:: Data provided ::

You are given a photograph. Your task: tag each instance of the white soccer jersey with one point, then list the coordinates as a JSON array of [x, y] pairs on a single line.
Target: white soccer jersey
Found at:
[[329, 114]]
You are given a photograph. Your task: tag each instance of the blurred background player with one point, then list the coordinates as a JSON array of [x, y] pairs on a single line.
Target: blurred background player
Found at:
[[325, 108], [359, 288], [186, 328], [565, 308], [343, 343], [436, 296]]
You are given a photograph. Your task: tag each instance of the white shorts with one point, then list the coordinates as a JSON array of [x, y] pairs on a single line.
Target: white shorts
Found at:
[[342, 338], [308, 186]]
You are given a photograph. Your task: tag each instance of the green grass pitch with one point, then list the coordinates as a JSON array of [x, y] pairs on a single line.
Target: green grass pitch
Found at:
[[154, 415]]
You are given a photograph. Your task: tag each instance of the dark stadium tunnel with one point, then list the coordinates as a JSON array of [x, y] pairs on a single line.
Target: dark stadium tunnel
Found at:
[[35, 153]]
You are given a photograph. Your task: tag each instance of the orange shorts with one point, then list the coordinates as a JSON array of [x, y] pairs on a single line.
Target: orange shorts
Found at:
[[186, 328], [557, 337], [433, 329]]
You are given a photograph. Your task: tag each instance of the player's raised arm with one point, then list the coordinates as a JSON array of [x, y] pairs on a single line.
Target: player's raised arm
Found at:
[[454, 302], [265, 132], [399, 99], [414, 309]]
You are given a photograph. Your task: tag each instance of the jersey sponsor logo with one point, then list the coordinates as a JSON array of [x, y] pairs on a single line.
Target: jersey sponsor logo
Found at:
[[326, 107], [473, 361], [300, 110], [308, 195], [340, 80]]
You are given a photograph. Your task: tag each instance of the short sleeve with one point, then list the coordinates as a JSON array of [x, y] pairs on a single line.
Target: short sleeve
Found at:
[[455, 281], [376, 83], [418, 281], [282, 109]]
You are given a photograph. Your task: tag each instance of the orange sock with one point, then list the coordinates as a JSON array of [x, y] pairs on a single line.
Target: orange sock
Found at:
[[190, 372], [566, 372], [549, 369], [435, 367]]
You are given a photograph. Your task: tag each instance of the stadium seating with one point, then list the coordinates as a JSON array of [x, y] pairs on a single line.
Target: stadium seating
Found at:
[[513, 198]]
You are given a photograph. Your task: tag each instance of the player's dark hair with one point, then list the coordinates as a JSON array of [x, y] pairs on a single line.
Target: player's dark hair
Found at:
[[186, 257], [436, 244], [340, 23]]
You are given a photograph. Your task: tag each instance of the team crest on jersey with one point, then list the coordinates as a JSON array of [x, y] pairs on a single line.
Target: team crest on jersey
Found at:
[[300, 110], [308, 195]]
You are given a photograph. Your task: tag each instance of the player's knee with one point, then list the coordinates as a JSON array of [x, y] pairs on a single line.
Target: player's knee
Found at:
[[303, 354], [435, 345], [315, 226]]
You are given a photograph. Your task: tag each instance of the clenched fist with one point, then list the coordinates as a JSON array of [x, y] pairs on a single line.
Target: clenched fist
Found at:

:::

» **Written task**: Please return all of the entries above word for word, changing nothing.

» **Solution to this task**:
You are given a photograph. Your task: tag each instance of the white soccer jersey with one point, then list the coordinates as a JSON array of [x, y] pairs on a single line.
Target: white soccer jersey
Found at:
[[329, 114]]
You are given a photograph. Your task: tag each instance of the blurred background player with one point, then list the coordinates as a JSON array of [x, y] pairs on a single line.
Target: blurred background player
Found at:
[[325, 108], [359, 288], [186, 328], [565, 308], [343, 343], [436, 296]]
You are given a photograph. Your task: tag each instance of the white shorts with one point, then list the coordinates as a JSON array of [x, y] pairs on a single line.
Target: white shorts
Found at:
[[342, 338], [308, 186]]
You are given a photograph. Your task: tag each instance of the green grass pitch with one point, then list the coordinates as a JSON array of [x, y] pairs on a single line.
Target: green grass pitch
Found at:
[[154, 415]]
You are given a photograph. Your task: tag each instance of the dark stadium tunnel with one point, then list the coordinates as a JSON array of [x, y] pairs on a single line.
Target: dark stadium tunnel
Found at:
[[35, 153]]
You are given a photograph. Your task: tag each instance of the orange shorts with one point, then list the coordinates as a JSON array of [x, y] pairs on a single line.
Target: orange shorts
Found at:
[[186, 328], [557, 337], [433, 329]]
You are given a photograph. Your task: tag each instance of the player's raised arm with one point, then list the coordinates as a JSON array of [x, y] pairs on a single line.
Target: player's raised arm
Found at:
[[454, 302], [265, 132], [399, 99], [414, 309]]
You are given a photograph. Your task: tag each instance of the jersey sponsor logo with one point, then list the coordinates as a JSON array of [x, y] pairs on a single line.
Target: jersey sponsor logo
Found at:
[[326, 107], [473, 361], [300, 110], [308, 195], [340, 80]]
You are given a photograph. Your task: tag each instance of the short sleeve with one point, then list the coordinates as a JSON array of [x, y] pairs on a single line.
Target: short sleeve
Found at:
[[455, 281], [376, 83], [418, 281], [282, 109]]
You are given a photograph. Your task: tag each instance of the orange sock with one point, then list the coordinates as a JSON array of [x, y] pairs on a single line.
Target: orange sock
Found at:
[[190, 372], [566, 372], [549, 369], [435, 367]]
You are given a photograph. Your task: tag each instance of the stadium seating with one point, then list the coordinates as a JSON array of [x, y] pairs on a single line.
Target: stadium seating
Found at:
[[513, 198]]
You are given a photograph. Your task: tag each instance of the player's dark hair with one point, then list the coordinates as a JSON array of [x, y] pairs on a single line.
Target: player's dark hair
Found at:
[[186, 257], [436, 244], [340, 23]]
You are given a photograph. Your task: tag each instance of the team crest on jersey with one point, then list the coordinates as a JSON array of [x, y] pairs on a single line.
Target: team crest on jersey
Found at:
[[300, 110], [308, 195]]
You are given a photograph. Your task: tag each instance of the player's knee with one point, then list the coordinates as a JSON array of [x, y] pairs on a single line.
Target: player's knee
Found at:
[[303, 354], [435, 345], [315, 226]]
You are given a photograph. Your task: tag each instance of the clenched fist with one point, then list the coordinates as a JSON array of [x, y] pairs on a single line.
Target: clenched fist
Found at:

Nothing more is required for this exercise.